The full set of entries below is to be returned unchanged.
== Listed entries ==
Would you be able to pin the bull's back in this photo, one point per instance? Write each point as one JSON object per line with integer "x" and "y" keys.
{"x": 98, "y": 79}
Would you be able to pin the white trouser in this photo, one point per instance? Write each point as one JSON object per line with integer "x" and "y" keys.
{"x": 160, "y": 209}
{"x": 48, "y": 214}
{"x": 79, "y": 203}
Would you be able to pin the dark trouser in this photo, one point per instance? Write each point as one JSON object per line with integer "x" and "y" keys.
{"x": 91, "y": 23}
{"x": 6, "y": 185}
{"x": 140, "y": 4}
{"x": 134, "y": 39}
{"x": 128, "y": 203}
===
→ **Task solution**
Would you be able to pin the bull's back in this photo, one point per instance? Write each point as one JSON object per line with integer "x" and "y" keys.
{"x": 98, "y": 79}
Would you be able to pin the white trouser in this photo, one point per instance? Write each point as one JSON object per line with integer "x" and "y" keys.
{"x": 160, "y": 209}
{"x": 48, "y": 214}
{"x": 79, "y": 203}
Would you be able to pin the dark trouser in this photo, one point per instance? Write each point as one JSON object per line with integer "x" and "y" keys.
{"x": 91, "y": 23}
{"x": 6, "y": 185}
{"x": 140, "y": 4}
{"x": 134, "y": 39}
{"x": 128, "y": 203}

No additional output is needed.